━━ Data in this exercise ━━

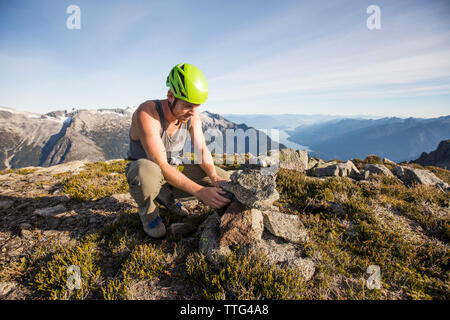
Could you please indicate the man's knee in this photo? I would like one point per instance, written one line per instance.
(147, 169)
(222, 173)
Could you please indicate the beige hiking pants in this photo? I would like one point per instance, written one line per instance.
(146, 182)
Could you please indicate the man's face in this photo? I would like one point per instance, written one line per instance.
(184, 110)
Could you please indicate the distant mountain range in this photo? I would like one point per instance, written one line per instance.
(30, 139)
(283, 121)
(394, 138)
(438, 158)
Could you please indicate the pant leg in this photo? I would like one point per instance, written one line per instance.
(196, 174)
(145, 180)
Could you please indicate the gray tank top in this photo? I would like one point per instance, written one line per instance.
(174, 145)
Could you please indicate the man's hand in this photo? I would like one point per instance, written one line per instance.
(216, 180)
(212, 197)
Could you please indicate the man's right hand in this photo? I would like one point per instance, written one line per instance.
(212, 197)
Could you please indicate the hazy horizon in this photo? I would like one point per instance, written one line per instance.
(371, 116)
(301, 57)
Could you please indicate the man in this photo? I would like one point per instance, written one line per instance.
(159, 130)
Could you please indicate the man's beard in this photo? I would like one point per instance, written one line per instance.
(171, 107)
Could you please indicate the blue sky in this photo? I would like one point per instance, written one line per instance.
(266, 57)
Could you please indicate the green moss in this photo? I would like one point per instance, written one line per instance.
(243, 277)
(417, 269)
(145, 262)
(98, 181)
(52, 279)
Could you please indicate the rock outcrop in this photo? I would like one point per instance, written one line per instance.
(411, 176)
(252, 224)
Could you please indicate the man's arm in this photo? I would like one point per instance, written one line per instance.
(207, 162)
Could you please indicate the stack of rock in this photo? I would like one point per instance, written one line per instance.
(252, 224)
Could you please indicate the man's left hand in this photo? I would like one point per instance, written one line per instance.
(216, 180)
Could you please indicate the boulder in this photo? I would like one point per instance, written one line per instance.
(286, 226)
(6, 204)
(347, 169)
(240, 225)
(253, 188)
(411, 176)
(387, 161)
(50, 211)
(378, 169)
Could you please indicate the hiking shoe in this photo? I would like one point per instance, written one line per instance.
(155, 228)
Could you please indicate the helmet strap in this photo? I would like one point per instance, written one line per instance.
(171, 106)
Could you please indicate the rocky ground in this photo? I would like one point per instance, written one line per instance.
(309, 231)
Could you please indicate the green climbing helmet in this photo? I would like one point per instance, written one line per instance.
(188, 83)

━━━

### Stated goal
Rewrite the rows from the line containing "Could you please indicate the green climbing" through the end of the rows, changing "indicate" to "mark" and keeping everything else the same.

### Output of the task
Could you please mark the green climbing helmet in this photo? I would like one point per instance, written one line per instance.
(188, 83)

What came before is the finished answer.